Please rewrite the entries from the line with "class: cherry blossom tree ; detect_all=true" to the line with "1137,671 -> 1254,896", putting "trunk" wherever "tree trunk" appears and leaving everything else unchanged.

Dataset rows
(begin)

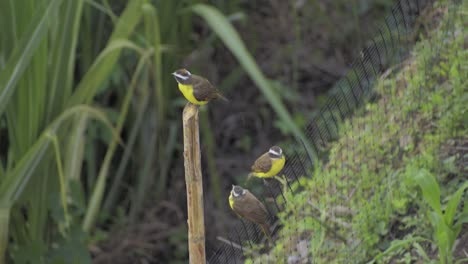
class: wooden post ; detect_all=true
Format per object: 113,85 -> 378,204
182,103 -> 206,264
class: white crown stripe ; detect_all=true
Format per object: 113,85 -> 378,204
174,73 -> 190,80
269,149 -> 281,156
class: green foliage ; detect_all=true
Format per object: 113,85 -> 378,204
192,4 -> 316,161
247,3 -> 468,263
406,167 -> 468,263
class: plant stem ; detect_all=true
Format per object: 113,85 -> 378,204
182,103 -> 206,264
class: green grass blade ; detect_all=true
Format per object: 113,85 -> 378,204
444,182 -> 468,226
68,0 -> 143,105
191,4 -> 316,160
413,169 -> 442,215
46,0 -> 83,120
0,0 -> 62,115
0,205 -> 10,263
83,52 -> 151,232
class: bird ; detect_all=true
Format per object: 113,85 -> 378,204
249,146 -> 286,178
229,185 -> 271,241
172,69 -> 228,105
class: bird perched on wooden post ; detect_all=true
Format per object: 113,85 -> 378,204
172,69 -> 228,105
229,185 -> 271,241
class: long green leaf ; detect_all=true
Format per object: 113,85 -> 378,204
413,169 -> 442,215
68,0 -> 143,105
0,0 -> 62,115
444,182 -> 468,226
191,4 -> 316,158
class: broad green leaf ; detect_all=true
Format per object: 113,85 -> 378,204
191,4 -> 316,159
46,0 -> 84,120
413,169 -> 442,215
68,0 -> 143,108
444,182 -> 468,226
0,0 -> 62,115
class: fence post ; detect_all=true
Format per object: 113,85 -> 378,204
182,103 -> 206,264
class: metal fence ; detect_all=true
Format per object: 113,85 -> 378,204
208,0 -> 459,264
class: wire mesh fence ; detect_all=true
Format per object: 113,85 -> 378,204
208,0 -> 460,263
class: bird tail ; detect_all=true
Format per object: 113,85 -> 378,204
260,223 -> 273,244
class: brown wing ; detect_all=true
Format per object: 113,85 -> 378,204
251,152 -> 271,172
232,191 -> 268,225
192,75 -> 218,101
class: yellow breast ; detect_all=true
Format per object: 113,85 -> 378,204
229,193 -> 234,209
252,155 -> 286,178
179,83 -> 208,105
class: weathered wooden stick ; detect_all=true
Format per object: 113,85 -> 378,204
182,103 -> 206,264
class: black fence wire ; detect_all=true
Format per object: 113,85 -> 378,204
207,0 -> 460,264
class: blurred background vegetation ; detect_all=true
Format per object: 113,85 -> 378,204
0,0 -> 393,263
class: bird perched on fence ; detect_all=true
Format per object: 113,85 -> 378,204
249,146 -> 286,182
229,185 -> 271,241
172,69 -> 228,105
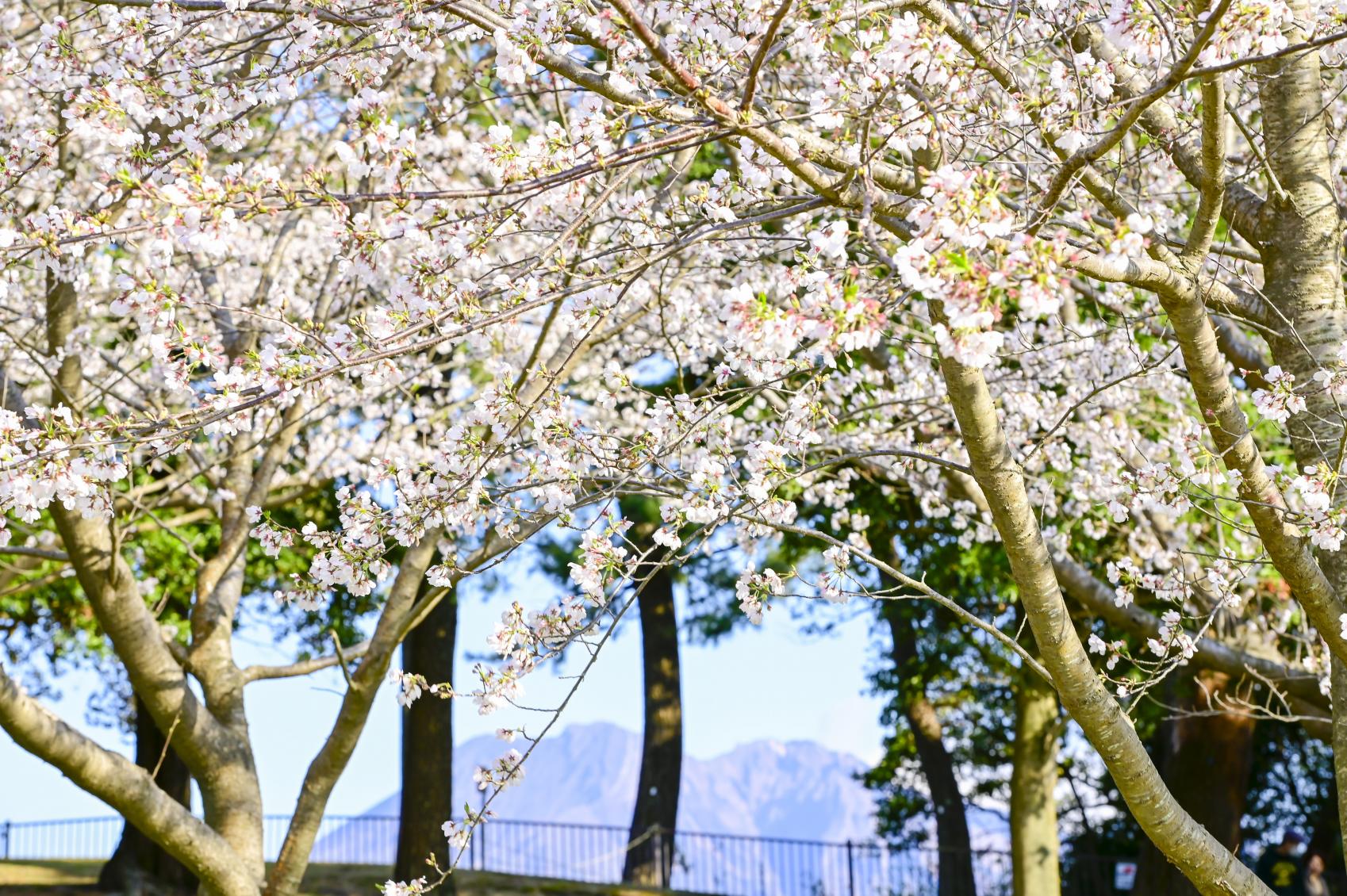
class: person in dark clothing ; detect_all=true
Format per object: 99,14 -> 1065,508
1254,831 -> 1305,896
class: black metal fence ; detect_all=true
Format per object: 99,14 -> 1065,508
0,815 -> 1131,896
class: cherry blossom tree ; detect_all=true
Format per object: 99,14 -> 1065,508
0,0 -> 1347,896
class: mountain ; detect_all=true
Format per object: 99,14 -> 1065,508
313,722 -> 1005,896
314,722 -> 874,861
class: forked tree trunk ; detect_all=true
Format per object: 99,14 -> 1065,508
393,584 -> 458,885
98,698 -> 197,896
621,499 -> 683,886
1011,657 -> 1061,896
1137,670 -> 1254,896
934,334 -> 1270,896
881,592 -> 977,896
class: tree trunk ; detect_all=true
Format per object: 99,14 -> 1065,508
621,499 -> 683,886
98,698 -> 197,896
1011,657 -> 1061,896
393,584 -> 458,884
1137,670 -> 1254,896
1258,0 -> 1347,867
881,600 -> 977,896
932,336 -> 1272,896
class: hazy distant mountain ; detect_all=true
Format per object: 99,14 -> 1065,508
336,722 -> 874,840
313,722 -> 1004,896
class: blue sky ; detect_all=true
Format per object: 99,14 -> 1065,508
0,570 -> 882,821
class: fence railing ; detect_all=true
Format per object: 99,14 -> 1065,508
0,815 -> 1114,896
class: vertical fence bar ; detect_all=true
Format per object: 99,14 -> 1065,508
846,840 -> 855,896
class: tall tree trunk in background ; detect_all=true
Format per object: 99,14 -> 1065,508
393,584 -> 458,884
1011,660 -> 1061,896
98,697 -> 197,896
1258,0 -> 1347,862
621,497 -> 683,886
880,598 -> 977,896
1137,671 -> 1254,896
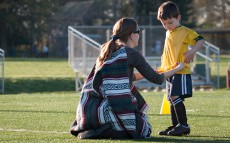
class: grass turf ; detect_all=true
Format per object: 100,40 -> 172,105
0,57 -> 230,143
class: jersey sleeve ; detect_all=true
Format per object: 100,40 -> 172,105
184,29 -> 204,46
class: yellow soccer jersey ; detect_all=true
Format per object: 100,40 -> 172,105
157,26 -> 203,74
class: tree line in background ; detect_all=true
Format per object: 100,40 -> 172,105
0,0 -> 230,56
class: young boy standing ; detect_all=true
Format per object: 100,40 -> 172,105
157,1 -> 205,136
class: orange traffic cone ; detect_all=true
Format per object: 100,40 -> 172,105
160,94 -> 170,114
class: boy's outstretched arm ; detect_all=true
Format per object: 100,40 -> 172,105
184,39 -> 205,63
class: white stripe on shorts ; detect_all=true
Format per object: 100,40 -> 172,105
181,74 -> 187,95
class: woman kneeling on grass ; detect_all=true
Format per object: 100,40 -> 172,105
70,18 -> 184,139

(end)
(begin)

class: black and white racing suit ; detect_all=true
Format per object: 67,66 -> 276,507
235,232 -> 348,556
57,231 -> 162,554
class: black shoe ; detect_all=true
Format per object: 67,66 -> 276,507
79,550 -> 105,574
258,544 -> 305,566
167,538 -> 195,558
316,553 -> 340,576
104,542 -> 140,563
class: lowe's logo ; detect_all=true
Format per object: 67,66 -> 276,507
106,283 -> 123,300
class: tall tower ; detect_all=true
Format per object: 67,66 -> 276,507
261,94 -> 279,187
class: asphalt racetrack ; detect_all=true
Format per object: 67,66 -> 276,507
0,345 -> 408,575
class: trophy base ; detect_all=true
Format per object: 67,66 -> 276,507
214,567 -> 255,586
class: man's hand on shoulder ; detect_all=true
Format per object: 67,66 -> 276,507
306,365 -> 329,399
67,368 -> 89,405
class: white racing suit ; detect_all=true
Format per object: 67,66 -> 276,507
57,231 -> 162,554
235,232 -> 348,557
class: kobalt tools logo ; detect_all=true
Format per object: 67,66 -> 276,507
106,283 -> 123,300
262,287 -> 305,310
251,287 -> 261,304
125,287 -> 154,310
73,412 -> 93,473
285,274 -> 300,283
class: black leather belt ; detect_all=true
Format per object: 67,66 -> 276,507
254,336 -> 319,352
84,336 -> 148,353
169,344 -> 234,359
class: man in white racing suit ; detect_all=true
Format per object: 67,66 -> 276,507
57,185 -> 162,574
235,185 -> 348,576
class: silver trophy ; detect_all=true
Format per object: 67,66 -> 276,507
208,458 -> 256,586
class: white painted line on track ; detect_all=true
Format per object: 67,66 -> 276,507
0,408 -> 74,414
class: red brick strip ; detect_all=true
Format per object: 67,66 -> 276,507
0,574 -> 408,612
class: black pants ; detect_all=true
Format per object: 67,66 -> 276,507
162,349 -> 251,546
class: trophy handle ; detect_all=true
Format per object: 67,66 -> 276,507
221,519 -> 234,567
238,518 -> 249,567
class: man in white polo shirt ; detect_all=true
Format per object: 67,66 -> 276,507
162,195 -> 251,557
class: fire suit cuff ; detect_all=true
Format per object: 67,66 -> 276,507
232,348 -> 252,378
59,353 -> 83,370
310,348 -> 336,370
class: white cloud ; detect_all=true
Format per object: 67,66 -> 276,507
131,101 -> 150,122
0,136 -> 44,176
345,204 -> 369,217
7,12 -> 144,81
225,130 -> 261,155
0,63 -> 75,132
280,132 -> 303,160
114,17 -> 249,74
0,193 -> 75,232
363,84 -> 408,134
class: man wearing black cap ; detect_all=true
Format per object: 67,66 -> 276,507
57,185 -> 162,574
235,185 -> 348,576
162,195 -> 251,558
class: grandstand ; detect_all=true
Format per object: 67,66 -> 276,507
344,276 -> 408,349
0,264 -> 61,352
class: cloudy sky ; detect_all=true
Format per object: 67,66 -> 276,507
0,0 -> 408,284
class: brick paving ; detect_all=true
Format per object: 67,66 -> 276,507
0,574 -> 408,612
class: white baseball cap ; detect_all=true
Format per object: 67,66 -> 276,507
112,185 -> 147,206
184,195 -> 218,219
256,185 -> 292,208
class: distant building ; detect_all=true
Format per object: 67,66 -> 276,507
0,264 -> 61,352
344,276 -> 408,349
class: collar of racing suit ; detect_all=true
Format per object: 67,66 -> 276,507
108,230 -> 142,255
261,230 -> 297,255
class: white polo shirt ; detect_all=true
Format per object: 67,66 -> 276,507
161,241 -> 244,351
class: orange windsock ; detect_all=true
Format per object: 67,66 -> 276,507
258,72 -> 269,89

(end)

### Written answer:
class: cherry blossom tree ; detect_all=true
Format per object: 99,14 -> 1065,508
0,0 -> 1347,896
class: mountain ; detect_all=true
Format per object: 99,14 -> 1065,508
313,722 -> 1005,896
314,722 -> 874,861
class: forked trunk ; detect_all=true
Format per object: 99,14 -> 1065,508
393,584 -> 458,885
98,698 -> 197,896
621,499 -> 683,886
1011,657 -> 1061,896
1137,670 -> 1254,896
934,334 -> 1270,896
881,592 -> 977,896
class: trunk ; detect_all=true
Format per object: 99,14 -> 1065,508
621,499 -> 683,886
98,698 -> 197,896
1011,657 -> 1061,896
393,584 -> 458,884
1137,670 -> 1254,896
1258,0 -> 1347,867
881,600 -> 977,896
932,336 -> 1272,896
class: hazy distant mountain ; detect_all=true
Format per object: 99,14 -> 1065,508
336,722 -> 874,840
313,722 -> 1004,896
class: blue sky ; detect_all=true
Format per object: 99,14 -> 1065,508
0,570 -> 882,821
class: fence railing ; detect_all=true
Format per object: 99,14 -> 1065,508
0,815 -> 1114,896
class: vertical fence bar ; detect_all=true
Format per object: 99,14 -> 1065,508
846,840 -> 855,896
class: tall trunk in background ; detect_all=true
Format per object: 99,14 -> 1065,508
393,584 -> 458,884
1011,660 -> 1061,896
98,697 -> 197,896
1258,0 -> 1347,862
621,497 -> 683,886
880,598 -> 977,896
1137,671 -> 1254,896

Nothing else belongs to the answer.